--- Exercise materials Enclosed Below ---
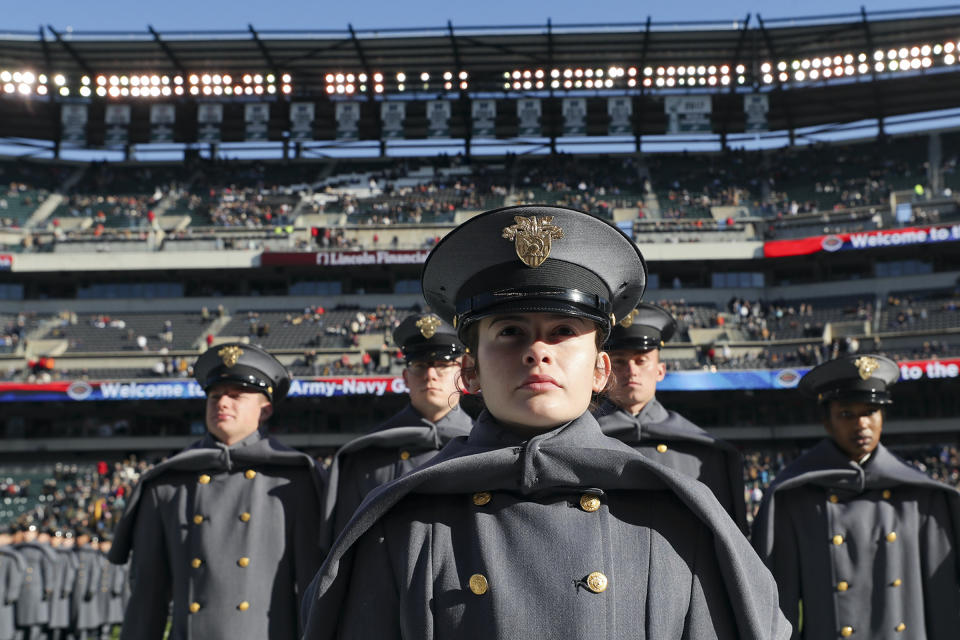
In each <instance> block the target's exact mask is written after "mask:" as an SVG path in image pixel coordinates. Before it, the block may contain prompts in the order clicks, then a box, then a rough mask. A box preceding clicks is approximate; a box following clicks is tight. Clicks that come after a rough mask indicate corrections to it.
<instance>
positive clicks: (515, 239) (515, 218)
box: [503, 216, 563, 267]
mask: <svg viewBox="0 0 960 640" xmlns="http://www.w3.org/2000/svg"><path fill="white" fill-rule="evenodd" d="M513 219H514V220H515V221H516V223H517V224H513V225H510V226H509V227H504V229H503V237H504V238H506V239H507V240H513V241H514V246H515V248H516V250H517V257H518V258H520V259H521V260H522V261H523V264H525V265H527V266H528V267H539V266H540V265H541V264H543V261H544V260H546V259H547V258H549V257H550V247H551V244H552V241H553V240H559V239H560V238H562V237H563V229H561V228H560V227H558V226H557V225H555V224H553V216H540V217H539V218H538V217H537V216H533V217H530V218H524V217H523V216H514V218H513Z"/></svg>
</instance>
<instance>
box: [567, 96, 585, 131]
mask: <svg viewBox="0 0 960 640" xmlns="http://www.w3.org/2000/svg"><path fill="white" fill-rule="evenodd" d="M563 135H565V136H585V135H587V99H586V98H564V99H563Z"/></svg>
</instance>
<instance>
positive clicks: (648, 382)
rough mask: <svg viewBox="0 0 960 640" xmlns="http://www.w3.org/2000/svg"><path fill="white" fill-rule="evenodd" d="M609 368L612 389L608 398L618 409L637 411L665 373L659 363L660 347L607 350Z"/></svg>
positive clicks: (634, 413)
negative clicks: (607, 351) (611, 385)
mask: <svg viewBox="0 0 960 640" xmlns="http://www.w3.org/2000/svg"><path fill="white" fill-rule="evenodd" d="M610 364H611V366H612V367H613V378H614V385H613V388H612V389H610V390H609V392H608V393H609V395H610V399H611V400H612V401H613V402H614V403H615V404H616V405H617V406H619V407H620V408H622V409H625V410H627V411H629V412H630V413H632V414H637V413H639V412H640V410H641V409H643V407H644V406H645V405H646V404H647V403H648V402H650V400H651V399H652V398H653V396H654V394H655V393H656V392H657V383H658V382H660V381H661V380H663V378H664V377H665V376H666V374H667V367H666V366H665V365H664V364H663V363H662V362H660V350H659V349H650V350H648V351H638V350H634V349H622V350H617V351H611V352H610Z"/></svg>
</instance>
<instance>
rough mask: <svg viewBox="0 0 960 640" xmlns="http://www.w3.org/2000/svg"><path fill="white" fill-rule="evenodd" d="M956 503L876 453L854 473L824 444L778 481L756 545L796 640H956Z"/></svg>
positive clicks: (934, 484)
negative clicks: (861, 639) (903, 639)
mask: <svg viewBox="0 0 960 640" xmlns="http://www.w3.org/2000/svg"><path fill="white" fill-rule="evenodd" d="M958 525H960V494H958V493H957V491H956V490H955V489H953V488H952V487H949V486H947V485H945V484H942V483H939V482H936V481H935V480H932V479H931V478H929V477H928V476H926V475H925V474H923V473H921V472H920V471H918V470H916V469H914V468H913V467H911V466H909V465H907V464H906V463H905V462H903V461H902V460H900V459H899V458H897V457H896V456H895V455H893V454H892V453H890V451H889V450H887V449H886V448H885V447H884V446H883V445H882V444H881V445H879V446H878V447H877V449H876V450H875V451H874V452H873V454H872V455H871V456H870V458H869V459H868V460H867V461H866V462H865V463H864V464H863V465H862V466H861V465H859V464H857V463H856V462H852V461H851V460H849V459H848V458H847V456H846V455H845V454H844V453H843V452H842V451H840V449H839V448H837V446H836V445H835V444H834V443H833V441H832V440H829V439H825V440H823V441H821V442H820V443H819V444H818V445H816V446H815V447H813V448H812V449H811V450H810V451H808V452H807V453H805V454H804V455H803V456H801V457H800V458H798V459H797V460H795V461H794V462H793V463H792V464H790V465H789V466H788V467H787V468H786V469H784V471H783V472H781V473H780V474H779V475H778V476H777V478H776V481H775V482H774V484H773V485H772V486H771V487H770V489H769V490H768V491H767V493H766V495H765V496H764V498H763V502H762V503H761V505H760V511H759V513H758V514H757V519H756V520H755V521H754V528H753V543H754V546H755V547H756V548H757V551H758V553H759V554H760V556H761V557H762V558H763V559H764V561H765V562H766V563H767V565H768V566H769V567H770V570H771V571H772V572H773V575H774V577H775V578H776V580H777V584H778V585H779V588H780V602H781V606H782V607H783V611H784V613H786V615H787V617H788V618H789V619H790V620H791V622H793V623H796V622H797V621H798V620H799V618H800V617H801V616H800V611H799V608H800V602H801V601H802V603H803V604H802V610H803V614H802V618H803V626H802V629H798V630H797V631H796V632H795V633H794V638H805V639H809V640H821V639H822V638H843V637H852V638H869V639H870V640H894V639H897V640H902V639H903V638H909V639H910V640H956V638H958V637H960V570H958V557H957V548H958V544H960V540H958V537H957V534H958V531H960V526H958Z"/></svg>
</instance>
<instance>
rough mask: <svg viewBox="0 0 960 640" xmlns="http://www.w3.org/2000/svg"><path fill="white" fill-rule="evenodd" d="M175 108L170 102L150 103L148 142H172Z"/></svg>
mask: <svg viewBox="0 0 960 640" xmlns="http://www.w3.org/2000/svg"><path fill="white" fill-rule="evenodd" d="M176 121H177V108H176V107H175V106H174V105H172V104H152V105H150V142H173V125H174V124H175V123H176Z"/></svg>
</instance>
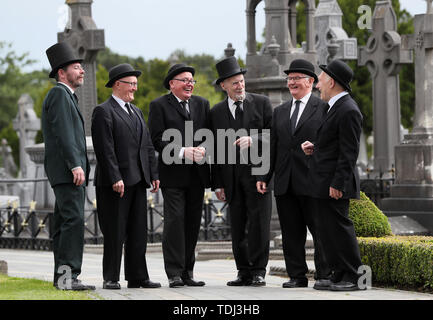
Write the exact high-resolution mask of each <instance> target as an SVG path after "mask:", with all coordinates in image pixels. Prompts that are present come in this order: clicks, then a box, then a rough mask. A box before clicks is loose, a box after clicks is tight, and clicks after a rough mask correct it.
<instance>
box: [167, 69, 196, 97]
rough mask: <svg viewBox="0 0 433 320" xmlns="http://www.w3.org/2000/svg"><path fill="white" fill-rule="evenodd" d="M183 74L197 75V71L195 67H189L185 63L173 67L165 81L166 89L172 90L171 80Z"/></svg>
mask: <svg viewBox="0 0 433 320" xmlns="http://www.w3.org/2000/svg"><path fill="white" fill-rule="evenodd" d="M182 72H191V74H192V75H194V74H195V70H194V68H193V67H190V66H187V65H186V64H184V63H178V64H175V65H173V66H171V68H170V69H169V70H168V72H167V76H166V77H165V79H164V87H165V88H166V89H169V90H170V84H169V82H170V80H171V79H173V78H174V77H175V76H177V75H178V74H179V73H182Z"/></svg>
--- End of Enclosed Exercise materials ---
> [What is needed]: Where a line of the entries contains the word "tight", copy that line.

> [Finished exercise]:
In each <instance> block the target's exact mask is written after "mask:" as an SVG path in image pixel coordinates. Before it, the block may contain prompts in the order clicks, then a box, then a rough mask. A box preceding clicks is approximate; a box following clicks is tight. Clicks that come after a rough mask indicate corrections to it.
Write the exact high-resolution mask of each <instance> target as an SVG path after "mask:", with all coordinates in image pixels. Prompts that are present come in this order: clicks, then a box, then a rough mask. A box before clicks is loose, a box after clicks is tight, and clicks after a rough mask correct it.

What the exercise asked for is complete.